[Stored records]
__________

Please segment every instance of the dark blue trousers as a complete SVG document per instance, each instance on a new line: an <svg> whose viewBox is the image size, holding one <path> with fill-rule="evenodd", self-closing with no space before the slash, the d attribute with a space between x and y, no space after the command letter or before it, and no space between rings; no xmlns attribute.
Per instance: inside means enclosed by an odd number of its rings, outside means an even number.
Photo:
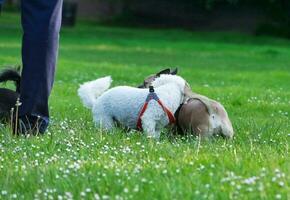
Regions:
<svg viewBox="0 0 290 200"><path fill-rule="evenodd" d="M49 123L48 98L54 82L61 27L62 0L22 0L22 79L19 116Z"/></svg>
<svg viewBox="0 0 290 200"><path fill-rule="evenodd" d="M1 14L1 10L2 10L2 4L3 4L4 0L0 0L0 14Z"/></svg>

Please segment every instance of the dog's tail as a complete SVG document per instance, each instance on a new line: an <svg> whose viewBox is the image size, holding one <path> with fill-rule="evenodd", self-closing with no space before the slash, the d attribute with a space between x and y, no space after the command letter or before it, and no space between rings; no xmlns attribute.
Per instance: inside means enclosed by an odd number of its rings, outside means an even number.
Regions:
<svg viewBox="0 0 290 200"><path fill-rule="evenodd" d="M5 69L0 72L0 83L6 81L14 81L16 85L16 91L20 90L21 76L16 69Z"/></svg>
<svg viewBox="0 0 290 200"><path fill-rule="evenodd" d="M92 109L95 101L111 86L112 78L106 76L94 81L86 82L78 89L78 95L85 107Z"/></svg>

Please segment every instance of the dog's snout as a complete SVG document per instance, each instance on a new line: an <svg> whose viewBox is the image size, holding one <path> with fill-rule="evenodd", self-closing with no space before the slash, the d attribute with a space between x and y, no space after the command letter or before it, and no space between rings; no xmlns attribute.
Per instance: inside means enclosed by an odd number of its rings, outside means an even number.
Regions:
<svg viewBox="0 0 290 200"><path fill-rule="evenodd" d="M229 130L222 130L222 132L220 133L220 135L224 138L224 139L233 139L233 132L229 131Z"/></svg>
<svg viewBox="0 0 290 200"><path fill-rule="evenodd" d="M214 128L214 136L216 137L222 137L223 139L232 139L233 138L233 132L226 129L225 127L218 126Z"/></svg>

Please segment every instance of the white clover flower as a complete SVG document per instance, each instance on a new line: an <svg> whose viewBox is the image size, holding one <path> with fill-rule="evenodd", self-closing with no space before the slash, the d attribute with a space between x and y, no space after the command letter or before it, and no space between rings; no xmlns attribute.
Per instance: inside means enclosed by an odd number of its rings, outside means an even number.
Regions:
<svg viewBox="0 0 290 200"><path fill-rule="evenodd" d="M253 177L250 177L250 178L245 179L243 181L243 183L248 184L248 185L255 184L256 183L256 180L258 180L258 179L259 179L258 177L253 176Z"/></svg>
<svg viewBox="0 0 290 200"><path fill-rule="evenodd" d="M133 192L139 192L139 186L138 185L135 185L135 187L133 189Z"/></svg>
<svg viewBox="0 0 290 200"><path fill-rule="evenodd" d="M163 158L163 157L160 157L160 158L159 158L159 161L166 161L166 159Z"/></svg>
<svg viewBox="0 0 290 200"><path fill-rule="evenodd" d="M278 184L280 187L284 187L284 185L285 185L285 183L283 181L280 181Z"/></svg>
<svg viewBox="0 0 290 200"><path fill-rule="evenodd" d="M124 192L125 193L128 193L129 192L129 189L128 188L124 188Z"/></svg>
<svg viewBox="0 0 290 200"><path fill-rule="evenodd" d="M73 197L73 195L72 195L71 192L65 192L64 194L65 194L65 196L66 196L67 198L72 199L72 197Z"/></svg>
<svg viewBox="0 0 290 200"><path fill-rule="evenodd" d="M103 200L108 200L108 199L110 199L110 196L108 196L108 195L103 195L103 196L102 196L102 199L103 199Z"/></svg>
<svg viewBox="0 0 290 200"><path fill-rule="evenodd" d="M94 199L95 199L95 200L100 200L100 199L101 199L101 198L100 198L100 195L97 194L97 193L95 193L95 194L94 194Z"/></svg>

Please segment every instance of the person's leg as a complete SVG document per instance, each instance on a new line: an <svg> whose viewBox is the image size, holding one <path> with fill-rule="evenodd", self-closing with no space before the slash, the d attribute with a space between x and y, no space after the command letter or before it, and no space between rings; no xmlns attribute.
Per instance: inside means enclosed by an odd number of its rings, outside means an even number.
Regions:
<svg viewBox="0 0 290 200"><path fill-rule="evenodd" d="M2 10L2 4L4 3L4 0L0 0L0 14L1 14L1 10Z"/></svg>
<svg viewBox="0 0 290 200"><path fill-rule="evenodd" d="M62 0L22 0L22 78L19 117L26 128L49 123L48 98L54 81Z"/></svg>

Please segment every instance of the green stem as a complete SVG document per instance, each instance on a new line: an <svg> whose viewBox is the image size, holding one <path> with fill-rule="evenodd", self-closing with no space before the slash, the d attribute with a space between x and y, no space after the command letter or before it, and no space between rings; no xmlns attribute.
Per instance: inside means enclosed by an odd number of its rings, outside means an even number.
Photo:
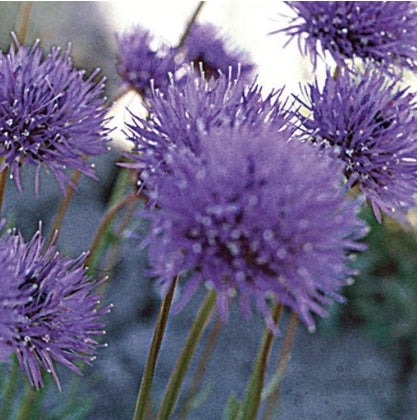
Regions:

__________

• [TRY IT]
Because the pictures are not wanted, retype every record exactly without them.

• [RESPONSE AREA]
Please segment every instance of the dark blue trousers as a complete SVG document per instance, each instance on a new line: an <svg> whose viewBox is the image size, holding one <path> with fill-rule="evenodd", self-closing with no space before the slash, the d attribute with a space between x and y, no space after the command letter or before it, and no space between rings; no xmlns attribute.
Per instance: inside means enclosed by an odd number of its rings, outside means an even number.
Photo:
Regions:
<svg viewBox="0 0 290 200"><path fill-rule="evenodd" d="M49 123L48 98L54 82L61 27L62 0L22 0L22 79L19 116Z"/></svg>
<svg viewBox="0 0 290 200"><path fill-rule="evenodd" d="M1 14L1 10L2 10L2 4L3 4L4 0L0 0L0 14Z"/></svg>

Please segment every instance of the dog's tail as a complete SVG document per instance, each instance on a new line: an <svg> whose viewBox is the image size, holding one <path> with fill-rule="evenodd", self-closing with no space before the slash, the d attribute with a space between x and y, no space after the command letter or before it, and no space between rings; no xmlns attribute.
Per instance: inside means enclosed by an odd number of its rings, outside means an even number.
Regions:
<svg viewBox="0 0 290 200"><path fill-rule="evenodd" d="M5 69L0 72L0 83L6 81L14 81L16 85L16 91L20 90L21 76L16 69Z"/></svg>
<svg viewBox="0 0 290 200"><path fill-rule="evenodd" d="M92 109L95 101L111 86L112 78L106 76L94 81L86 82L78 89L78 95L85 107Z"/></svg>

Please segment every instance of the dog's snout as a complete SVG document per instance, each instance on a new line: an <svg> whose viewBox is the image size, holding one <path> with fill-rule="evenodd", self-closing with no space before the slash, the d attribute with a space between x and y, no space after the command letter or before it, and no space between rings; no xmlns attribute.
Per instance: inside means enclosed by an odd number of its rings, outside means an even number.
Regions:
<svg viewBox="0 0 290 200"><path fill-rule="evenodd" d="M229 130L222 130L222 132L220 133L220 135L224 138L224 139L233 139L233 132L229 131Z"/></svg>
<svg viewBox="0 0 290 200"><path fill-rule="evenodd" d="M214 128L214 136L216 137L222 137L223 139L232 139L233 138L233 132L226 129L225 127L218 126Z"/></svg>

Please segment every instance of the white clover flower as a complete SVG document per instance, each instance on a new line: an <svg> whose viewBox is the image size, holding one <path> with fill-rule="evenodd", self-closing with no space before the slash, the d attribute with a space between x and y, no space after the command letter or before it, and no space between rings; no xmlns attribute.
Per instance: inside means enclosed by an odd number of its rings, outside means an even number.
Regions:
<svg viewBox="0 0 290 200"><path fill-rule="evenodd" d="M253 177L250 177L250 178L245 179L243 181L243 183L248 184L248 185L255 184L256 183L256 180L258 180L258 179L259 179L258 177L253 176Z"/></svg>
<svg viewBox="0 0 290 200"><path fill-rule="evenodd" d="M133 192L139 192L139 186L138 185L135 185L135 187L133 189Z"/></svg>
<svg viewBox="0 0 290 200"><path fill-rule="evenodd" d="M163 158L163 157L160 157L160 158L159 158L159 161L166 161L166 159Z"/></svg>
<svg viewBox="0 0 290 200"><path fill-rule="evenodd" d="M278 184L280 187L284 187L284 185L285 185L285 183L283 181L280 181Z"/></svg>
<svg viewBox="0 0 290 200"><path fill-rule="evenodd" d="M124 192L125 193L128 193L129 192L129 189L128 188L124 188Z"/></svg>
<svg viewBox="0 0 290 200"><path fill-rule="evenodd" d="M73 197L73 195L72 195L71 192L65 192L64 194L65 194L65 196L66 196L67 198L72 199L72 197Z"/></svg>
<svg viewBox="0 0 290 200"><path fill-rule="evenodd" d="M103 200L108 200L108 199L110 199L110 196L108 196L108 195L103 195L103 196L102 196L102 199L103 199Z"/></svg>
<svg viewBox="0 0 290 200"><path fill-rule="evenodd" d="M94 199L95 199L95 200L100 200L100 199L101 199L101 198L100 198L100 195L97 194L97 193L95 193L95 194L94 194Z"/></svg>

Please segment every instance of the person's leg as a complete SVG document per instance, each instance on a new line: an <svg> whose viewBox is the image size, holding one <path> with fill-rule="evenodd", self-closing with no space before the slash, the d attribute with a space between x and y, no space after the command letter or before it, and no space between rings; no xmlns attribute.
Per instance: inside means enclosed by an odd number of its rings, outside means an even number.
Regions:
<svg viewBox="0 0 290 200"><path fill-rule="evenodd" d="M2 10L2 4L4 3L4 0L0 0L0 14L1 14L1 10Z"/></svg>
<svg viewBox="0 0 290 200"><path fill-rule="evenodd" d="M62 0L22 0L22 78L19 117L26 128L49 123L48 98L54 81Z"/></svg>

Please segment every instance of the green stem as a complete SVG document per instance, each instance on a new line: an <svg> whose viewBox is the image size, holding one <path> with fill-rule="evenodd", self-closing with no space before the slash, the d attribute with a space between x and y, no space after the command letter or before it, and no space between rings; no xmlns attribute.
Per instance: inside means enclosed by an odd number of its rings, outside means an even number.
Photo:
Regions:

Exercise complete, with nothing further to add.